**DIRECTION**
Write the data out again exactly, with no pictures.
* start ENTRIES *
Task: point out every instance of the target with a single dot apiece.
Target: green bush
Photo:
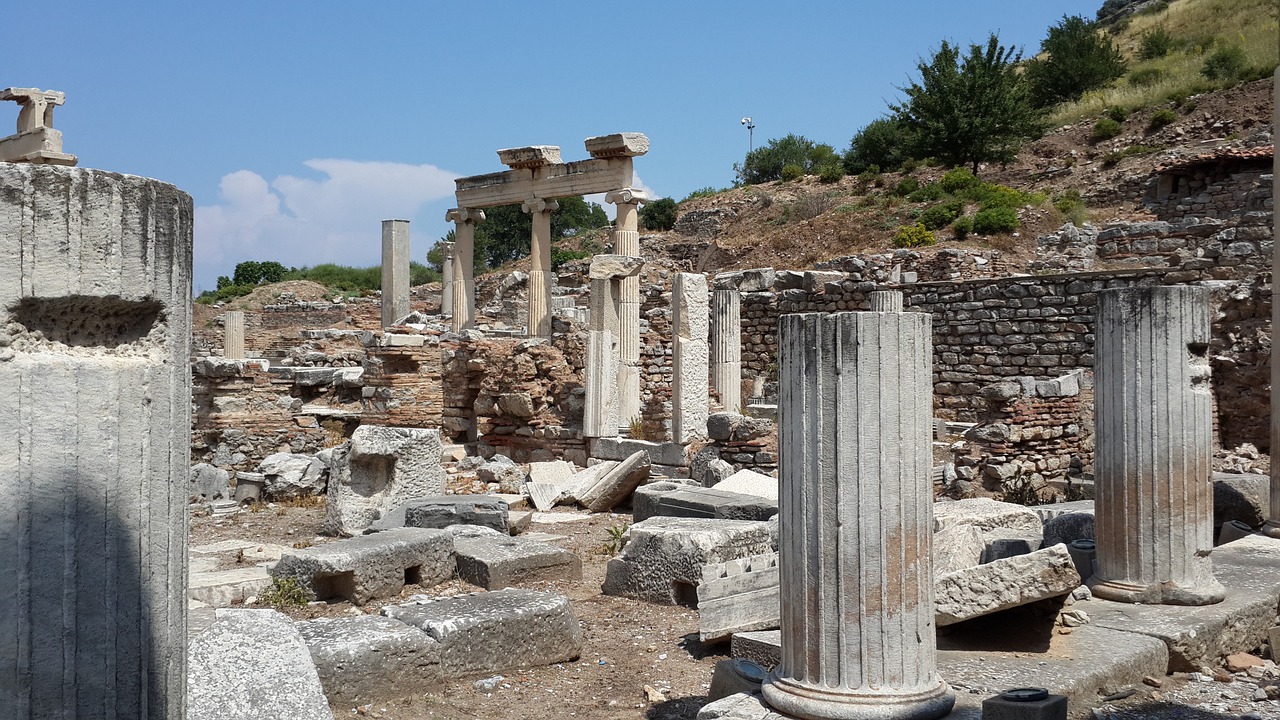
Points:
(1155, 44)
(1161, 118)
(1105, 128)
(1225, 64)
(913, 236)
(991, 220)
(1118, 113)
(659, 214)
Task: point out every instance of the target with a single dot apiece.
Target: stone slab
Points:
(370, 659)
(493, 560)
(252, 664)
(371, 566)
(498, 630)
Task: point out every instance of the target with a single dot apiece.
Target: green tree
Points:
(885, 142)
(969, 110)
(1078, 58)
(764, 164)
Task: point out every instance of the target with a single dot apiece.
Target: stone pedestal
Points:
(727, 346)
(95, 409)
(856, 522)
(233, 335)
(394, 270)
(1153, 515)
(689, 349)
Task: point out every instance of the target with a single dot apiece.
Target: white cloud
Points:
(336, 218)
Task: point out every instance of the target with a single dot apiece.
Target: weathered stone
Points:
(252, 664)
(490, 632)
(370, 659)
(1005, 583)
(370, 566)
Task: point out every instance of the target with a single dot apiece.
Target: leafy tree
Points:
(1079, 58)
(764, 164)
(969, 110)
(885, 142)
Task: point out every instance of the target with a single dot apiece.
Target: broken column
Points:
(95, 405)
(540, 267)
(1153, 516)
(394, 270)
(233, 335)
(855, 522)
(689, 350)
(600, 415)
(727, 342)
(626, 241)
(462, 294)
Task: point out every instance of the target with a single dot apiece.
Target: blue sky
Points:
(298, 127)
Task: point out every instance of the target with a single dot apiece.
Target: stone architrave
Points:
(1272, 524)
(626, 241)
(855, 519)
(394, 270)
(689, 331)
(540, 267)
(461, 287)
(600, 414)
(95, 409)
(447, 279)
(1155, 447)
(727, 342)
(233, 335)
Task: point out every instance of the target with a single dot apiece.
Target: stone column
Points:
(540, 267)
(1155, 447)
(600, 414)
(856, 519)
(690, 388)
(727, 342)
(394, 270)
(233, 335)
(886, 301)
(626, 241)
(95, 409)
(1272, 524)
(462, 294)
(447, 279)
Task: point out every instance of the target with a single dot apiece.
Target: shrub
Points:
(659, 214)
(1225, 64)
(1105, 128)
(913, 236)
(991, 220)
(1161, 118)
(1155, 44)
(1118, 113)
* end ENTRIES *
**REPLY TO THE TASK**
Task: point out every instance of the target with a single dot apiece.
Target: green bush
Photo:
Points:
(1155, 44)
(1161, 118)
(1105, 128)
(1225, 64)
(913, 236)
(991, 220)
(1118, 113)
(659, 214)
Task: point out every instance of the target with a single dot apiece.
Target: stone slab
Points:
(370, 659)
(493, 560)
(252, 664)
(371, 566)
(498, 630)
Task: point out every instance of the target with a single dot apiece.
Target: green tree
Points:
(885, 142)
(969, 110)
(1078, 58)
(764, 164)
Task: point out every instance of the target with a single dot apiece.
Target: stone pedestal
Points:
(727, 346)
(95, 409)
(856, 522)
(233, 335)
(394, 270)
(1153, 515)
(689, 349)
Task: point out every instance of the target with a single dot apiece.
Target: white cloud
Points:
(336, 218)
Task: point out every instance of the target with a single dot apiece.
Target: weathered stone
Points:
(252, 664)
(490, 632)
(370, 659)
(1005, 583)
(370, 566)
Task: point out every instance of the target with a single dot apiece.
Target: leafy tree
Points:
(1079, 58)
(764, 164)
(969, 110)
(885, 142)
Task: point out every instance of the target with a single dot apiece.
Target: broken column
Points:
(95, 405)
(540, 267)
(1153, 516)
(394, 270)
(233, 335)
(855, 522)
(689, 350)
(600, 415)
(727, 342)
(626, 241)
(462, 294)
Task: point out every instance of the target with a single dot apiece.
Target: blue sky
Points:
(298, 127)
Task: point out every instance of the target with a single dot apiece.
Target: stone architrave
Points:
(1272, 524)
(626, 241)
(855, 519)
(394, 270)
(689, 331)
(540, 267)
(461, 287)
(600, 414)
(95, 409)
(447, 279)
(1155, 447)
(727, 342)
(233, 335)
Task: point out every instance of the target with a single dot apiece.
Target: stone column
Points:
(540, 267)
(1155, 447)
(600, 414)
(856, 519)
(690, 388)
(727, 342)
(394, 270)
(233, 335)
(886, 301)
(626, 241)
(95, 409)
(1272, 524)
(462, 294)
(447, 279)
Task: point out every instance of the target with a single dot apiece.
Target: shrub
Points:
(659, 214)
(1225, 64)
(1105, 128)
(913, 236)
(991, 220)
(1161, 118)
(1155, 44)
(1118, 113)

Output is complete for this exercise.